Can you print all of the entries below word for word, with the pictures left out?

==========

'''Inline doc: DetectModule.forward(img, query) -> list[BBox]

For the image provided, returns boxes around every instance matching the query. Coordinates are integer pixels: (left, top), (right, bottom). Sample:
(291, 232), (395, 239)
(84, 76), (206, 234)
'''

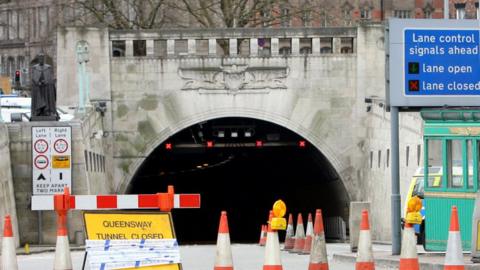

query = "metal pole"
(443, 0), (450, 20)
(38, 211), (43, 245)
(390, 106), (402, 255)
(77, 62), (85, 113)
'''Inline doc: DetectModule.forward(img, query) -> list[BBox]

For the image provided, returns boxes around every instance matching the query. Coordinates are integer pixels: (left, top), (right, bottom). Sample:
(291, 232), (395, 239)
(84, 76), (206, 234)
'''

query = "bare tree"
(171, 0), (314, 28)
(59, 0), (171, 29)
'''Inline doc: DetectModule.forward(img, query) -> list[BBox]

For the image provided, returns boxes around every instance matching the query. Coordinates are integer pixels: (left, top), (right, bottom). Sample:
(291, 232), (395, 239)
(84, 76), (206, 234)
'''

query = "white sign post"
(32, 127), (72, 195)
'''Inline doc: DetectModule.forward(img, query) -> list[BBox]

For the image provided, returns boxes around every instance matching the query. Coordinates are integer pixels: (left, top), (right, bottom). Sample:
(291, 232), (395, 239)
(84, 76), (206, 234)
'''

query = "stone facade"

==========

■ **RESPONSE TO THIS EXERCISE**:
'''Inline doc: DetectModule.forward(img, query) -> list[BBox]

For the image provided, returns boxes around every instance matching the query. Coordinates are integer pixels: (left, top), (right, bottom). Sample:
(291, 232), (395, 239)
(84, 76), (206, 234)
'''


query = "metal pole"
(443, 0), (450, 20)
(38, 211), (43, 245)
(390, 106), (402, 255)
(77, 62), (85, 113)
'''Inline doc: DetectModule.forward(img, query) -> list[BBox]

For the image provided, returns boxes around every instance matching the query. Coordinates are integer pixels: (left, top), (right, bottom). Sample:
(291, 232), (395, 239)
(84, 76), (206, 234)
'''

query = "bare tree"
(171, 0), (314, 28)
(59, 0), (171, 29)
'''Inline doc: DetectModule.forward(img, query) -> list[BBox]

For the image provided, returns boxes around every instance matching the query. Coordinates are integer pixels: (left, top), (right, bottom). Sample:
(291, 232), (395, 239)
(84, 76), (206, 234)
'''

query = "white sign post"
(32, 127), (72, 195)
'''Inline doc: DetectModule.forward(img, query) -> list[BBox]

For the image provided, returns boxes around every instance matching the query. Coordinates are integer pixels: (left, top), (right, bottom). Sample:
(291, 232), (395, 239)
(84, 76), (206, 234)
'''

query = "stone facade"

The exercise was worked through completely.